• [Job]
Copy the listing verbatim from its start through the line containing "163 172 L 167", inclusive, and leave the pictures out of your answer.
══════════════════════════════
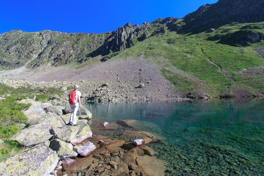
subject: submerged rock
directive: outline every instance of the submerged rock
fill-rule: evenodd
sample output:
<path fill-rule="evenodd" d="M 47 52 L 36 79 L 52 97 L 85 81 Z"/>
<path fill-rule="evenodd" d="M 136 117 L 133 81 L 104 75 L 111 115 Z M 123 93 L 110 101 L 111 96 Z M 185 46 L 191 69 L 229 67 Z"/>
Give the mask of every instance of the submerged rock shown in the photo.
<path fill-rule="evenodd" d="M 87 168 L 94 162 L 98 160 L 93 158 L 92 155 L 87 157 L 78 158 L 74 160 L 69 165 L 64 165 L 63 170 L 65 171 L 72 170 L 80 170 Z"/>
<path fill-rule="evenodd" d="M 97 130 L 115 130 L 117 129 L 118 128 L 118 125 L 116 123 L 108 123 L 105 126 L 104 126 L 102 123 L 98 124 L 95 126 L 95 128 Z"/>
<path fill-rule="evenodd" d="M 57 115 L 62 115 L 64 112 L 65 107 L 60 106 L 52 106 L 44 108 L 43 110 L 46 113 L 52 112 Z"/>
<path fill-rule="evenodd" d="M 156 124 L 152 122 L 136 120 L 120 120 L 117 123 L 124 127 L 133 128 L 135 131 L 144 130 L 148 131 L 159 132 L 161 131 L 160 127 Z"/>
<path fill-rule="evenodd" d="M 143 139 L 145 140 L 145 142 L 148 143 L 155 142 L 165 140 L 164 137 L 157 134 L 143 131 L 126 131 L 119 138 L 125 140 L 128 142 L 133 141 L 135 139 Z"/>
<path fill-rule="evenodd" d="M 85 157 L 90 155 L 96 149 L 92 142 L 88 141 L 82 145 L 76 145 L 73 150 L 81 156 Z"/>
<path fill-rule="evenodd" d="M 43 143 L 53 136 L 50 133 L 49 129 L 45 124 L 34 125 L 22 129 L 12 136 L 10 140 L 17 141 L 25 146 Z"/>
<path fill-rule="evenodd" d="M 54 135 L 54 139 L 59 139 L 66 142 L 69 142 L 73 139 L 78 132 L 80 126 L 65 125 L 61 128 L 52 128 L 50 133 Z"/>
<path fill-rule="evenodd" d="M 0 175 L 49 175 L 58 162 L 56 152 L 41 144 L 0 163 Z"/>
<path fill-rule="evenodd" d="M 163 172 L 167 170 L 163 162 L 153 156 L 140 156 L 136 161 L 141 172 L 144 173 L 143 175 L 164 175 Z"/>

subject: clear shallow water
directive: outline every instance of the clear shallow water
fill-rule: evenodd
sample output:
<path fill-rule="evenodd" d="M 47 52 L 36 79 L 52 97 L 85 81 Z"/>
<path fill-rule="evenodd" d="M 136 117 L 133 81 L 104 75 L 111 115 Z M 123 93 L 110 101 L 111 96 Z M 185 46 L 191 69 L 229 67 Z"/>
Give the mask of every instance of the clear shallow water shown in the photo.
<path fill-rule="evenodd" d="M 264 175 L 263 100 L 85 105 L 92 114 L 94 123 L 137 120 L 145 124 L 137 131 L 165 137 L 161 142 L 148 145 L 166 162 L 167 175 Z M 109 132 L 110 136 L 117 135 L 114 131 Z"/>

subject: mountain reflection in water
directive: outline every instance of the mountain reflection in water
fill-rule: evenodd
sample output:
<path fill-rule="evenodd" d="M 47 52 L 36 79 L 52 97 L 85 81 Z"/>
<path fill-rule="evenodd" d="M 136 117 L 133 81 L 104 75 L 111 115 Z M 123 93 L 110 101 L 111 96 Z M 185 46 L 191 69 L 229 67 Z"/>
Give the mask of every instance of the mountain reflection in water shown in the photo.
<path fill-rule="evenodd" d="M 156 125 L 158 127 L 148 131 L 166 140 L 148 145 L 155 150 L 156 157 L 166 162 L 167 175 L 264 175 L 263 99 L 84 105 L 93 114 L 92 123 L 130 119 Z M 144 128 L 136 130 L 147 131 Z"/>

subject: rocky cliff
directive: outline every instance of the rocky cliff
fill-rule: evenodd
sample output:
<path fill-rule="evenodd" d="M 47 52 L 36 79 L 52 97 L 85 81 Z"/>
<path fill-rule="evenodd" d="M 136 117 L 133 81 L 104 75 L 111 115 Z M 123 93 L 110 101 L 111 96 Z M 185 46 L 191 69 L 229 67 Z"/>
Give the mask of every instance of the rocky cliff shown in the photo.
<path fill-rule="evenodd" d="M 207 4 L 183 18 L 185 24 L 182 32 L 194 28 L 207 30 L 231 22 L 246 23 L 264 20 L 264 1 L 262 0 L 219 0 Z"/>
<path fill-rule="evenodd" d="M 263 21 L 263 0 L 219 0 L 215 4 L 201 6 L 181 19 L 159 18 L 140 26 L 128 23 L 116 30 L 99 34 L 12 30 L 0 35 L 0 65 L 4 68 L 15 68 L 26 65 L 35 68 L 48 62 L 54 66 L 73 62 L 82 63 L 97 56 L 105 56 L 129 48 L 167 29 L 179 34 L 190 31 L 199 33 L 201 30 L 217 28 L 230 22 Z M 258 38 L 259 40 L 263 38 L 262 35 Z M 239 43 L 234 44 L 223 39 L 221 43 L 224 44 L 235 45 Z M 209 39 L 219 39 L 216 37 Z M 101 60 L 105 61 L 118 54 Z"/>

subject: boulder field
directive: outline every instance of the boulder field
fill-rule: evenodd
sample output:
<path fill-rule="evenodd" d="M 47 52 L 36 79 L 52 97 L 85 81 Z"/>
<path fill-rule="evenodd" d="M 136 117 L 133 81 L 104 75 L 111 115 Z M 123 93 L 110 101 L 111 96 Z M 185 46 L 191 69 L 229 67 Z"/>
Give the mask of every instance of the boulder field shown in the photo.
<path fill-rule="evenodd" d="M 20 102 L 32 105 L 23 111 L 29 126 L 21 126 L 26 127 L 10 140 L 27 149 L 0 163 L 0 175 L 164 175 L 165 164 L 145 145 L 164 139 L 153 132 L 136 131 L 138 121 L 102 122 L 94 129 L 88 124 L 92 114 L 83 106 L 78 114 L 79 125 L 72 126 L 67 125 L 69 107 L 30 99 Z M 117 128 L 128 126 L 135 131 L 123 131 L 120 139 L 114 139 L 93 136 L 91 130 L 120 132 Z"/>

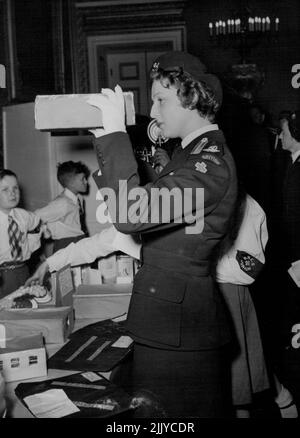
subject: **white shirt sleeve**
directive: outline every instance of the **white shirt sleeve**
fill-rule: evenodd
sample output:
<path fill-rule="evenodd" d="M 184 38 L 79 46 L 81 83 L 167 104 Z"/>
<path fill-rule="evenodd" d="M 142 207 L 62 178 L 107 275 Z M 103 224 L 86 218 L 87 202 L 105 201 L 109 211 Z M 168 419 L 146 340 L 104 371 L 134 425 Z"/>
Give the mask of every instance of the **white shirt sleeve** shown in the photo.
<path fill-rule="evenodd" d="M 92 237 L 71 243 L 47 258 L 50 272 L 57 271 L 67 264 L 77 266 L 92 263 L 98 257 L 105 257 L 118 250 L 113 245 L 118 231 L 114 226 L 106 228 Z"/>
<path fill-rule="evenodd" d="M 266 215 L 260 205 L 247 195 L 244 218 L 233 247 L 218 262 L 216 279 L 220 283 L 249 285 L 254 278 L 244 272 L 236 259 L 237 251 L 243 251 L 259 262 L 265 263 L 265 247 L 268 241 Z"/>

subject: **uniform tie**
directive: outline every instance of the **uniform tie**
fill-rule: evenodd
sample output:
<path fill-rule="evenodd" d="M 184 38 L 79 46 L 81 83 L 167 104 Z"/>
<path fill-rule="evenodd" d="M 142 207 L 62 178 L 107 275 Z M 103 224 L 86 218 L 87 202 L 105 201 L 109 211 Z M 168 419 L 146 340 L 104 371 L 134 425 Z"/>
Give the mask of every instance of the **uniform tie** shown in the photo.
<path fill-rule="evenodd" d="M 22 256 L 22 247 L 20 245 L 22 236 L 23 233 L 17 222 L 12 216 L 8 216 L 8 241 L 13 260 L 18 260 Z"/>
<path fill-rule="evenodd" d="M 80 220 L 81 230 L 84 234 L 88 235 L 89 234 L 88 229 L 87 229 L 86 224 L 85 224 L 85 211 L 84 211 L 84 207 L 83 207 L 84 201 L 82 201 L 82 204 L 81 204 L 80 199 L 78 198 L 77 202 L 78 202 L 78 207 L 79 207 L 79 220 Z"/>

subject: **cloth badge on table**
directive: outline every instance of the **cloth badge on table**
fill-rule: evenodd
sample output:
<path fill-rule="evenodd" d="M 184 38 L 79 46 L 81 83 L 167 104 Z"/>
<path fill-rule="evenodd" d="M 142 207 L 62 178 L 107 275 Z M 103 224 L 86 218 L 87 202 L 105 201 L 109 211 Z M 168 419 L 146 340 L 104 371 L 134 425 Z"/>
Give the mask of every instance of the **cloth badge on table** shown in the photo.
<path fill-rule="evenodd" d="M 207 166 L 203 161 L 201 161 L 201 163 L 199 163 L 199 161 L 197 161 L 197 163 L 195 164 L 195 169 L 201 173 L 207 172 Z"/>
<path fill-rule="evenodd" d="M 236 259 L 241 270 L 248 274 L 251 278 L 256 278 L 264 266 L 264 264 L 257 258 L 245 251 L 238 250 L 236 253 Z"/>

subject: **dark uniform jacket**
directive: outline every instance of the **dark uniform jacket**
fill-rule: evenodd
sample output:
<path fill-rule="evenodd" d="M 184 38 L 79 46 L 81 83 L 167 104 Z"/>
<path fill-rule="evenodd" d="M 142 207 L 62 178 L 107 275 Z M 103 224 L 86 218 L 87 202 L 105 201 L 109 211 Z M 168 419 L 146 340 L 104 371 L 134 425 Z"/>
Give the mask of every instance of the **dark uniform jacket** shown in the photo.
<path fill-rule="evenodd" d="M 128 193 L 139 186 L 137 163 L 127 134 L 100 137 L 95 147 L 102 172 L 99 187 L 113 189 L 122 197 L 124 187 L 120 188 L 119 180 L 127 182 Z M 169 219 L 163 217 L 162 208 L 159 211 L 152 189 L 174 188 L 180 193 L 186 188 L 192 191 L 184 198 L 185 212 L 202 213 L 202 231 L 201 226 L 196 230 L 195 223 L 187 223 L 191 220 L 178 208 L 180 202 L 162 202 L 170 213 Z M 204 189 L 204 205 L 197 198 L 196 188 Z M 124 198 L 121 208 L 117 202 L 116 218 L 113 202 L 106 201 L 116 228 L 140 234 L 143 243 L 143 265 L 134 279 L 127 328 L 136 341 L 149 346 L 175 350 L 217 348 L 228 342 L 229 330 L 223 302 L 210 275 L 211 259 L 228 227 L 237 191 L 235 165 L 223 133 L 210 131 L 194 139 L 143 189 L 142 199 L 128 201 L 125 208 L 130 221 L 125 221 L 124 211 L 120 211 Z M 135 223 L 132 210 L 140 215 Z"/>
══════════════════════════════
• [The completed task]
subject: submerged rock
directive: outline every instance of the submerged rock
fill-rule: evenodd
sample output:
<path fill-rule="evenodd" d="M 47 52 L 36 79 L 52 97 L 85 81 Z"/>
<path fill-rule="evenodd" d="M 136 117 L 133 81 L 104 75 L 111 115 Z M 123 93 L 110 101 L 111 96 Z M 185 46 L 191 69 L 229 67 Z"/>
Give the mask of every instance of the submerged rock shown in the photo.
<path fill-rule="evenodd" d="M 87 168 L 94 162 L 98 160 L 93 158 L 92 155 L 87 157 L 78 158 L 74 160 L 69 165 L 64 165 L 63 170 L 65 171 L 72 170 L 80 170 Z"/>
<path fill-rule="evenodd" d="M 97 130 L 115 130 L 117 129 L 118 128 L 118 125 L 116 123 L 108 123 L 105 126 L 104 126 L 102 123 L 98 124 L 95 126 L 95 128 Z"/>
<path fill-rule="evenodd" d="M 57 115 L 62 115 L 64 112 L 65 107 L 60 106 L 52 106 L 44 108 L 43 110 L 46 113 L 52 112 Z"/>
<path fill-rule="evenodd" d="M 156 124 L 152 122 L 136 120 L 120 120 L 117 123 L 124 127 L 133 128 L 135 131 L 144 130 L 148 131 L 159 132 L 161 131 L 160 127 Z"/>
<path fill-rule="evenodd" d="M 143 139 L 145 140 L 145 142 L 148 143 L 155 142 L 165 140 L 164 137 L 157 134 L 143 131 L 126 131 L 119 138 L 125 140 L 128 142 L 133 141 L 135 139 Z"/>
<path fill-rule="evenodd" d="M 85 157 L 90 155 L 96 149 L 92 142 L 88 141 L 82 145 L 76 145 L 73 150 L 81 156 Z"/>
<path fill-rule="evenodd" d="M 43 143 L 53 136 L 50 133 L 49 129 L 45 124 L 34 125 L 22 129 L 12 136 L 10 140 L 17 141 L 25 146 Z"/>
<path fill-rule="evenodd" d="M 54 135 L 54 139 L 59 139 L 66 142 L 69 142 L 73 139 L 78 132 L 80 126 L 65 125 L 61 128 L 52 128 L 50 133 Z"/>
<path fill-rule="evenodd" d="M 0 175 L 49 175 L 58 162 L 56 152 L 41 144 L 0 163 Z"/>
<path fill-rule="evenodd" d="M 163 172 L 167 170 L 163 162 L 153 156 L 140 156 L 136 161 L 141 172 L 144 173 L 143 175 L 164 175 Z"/>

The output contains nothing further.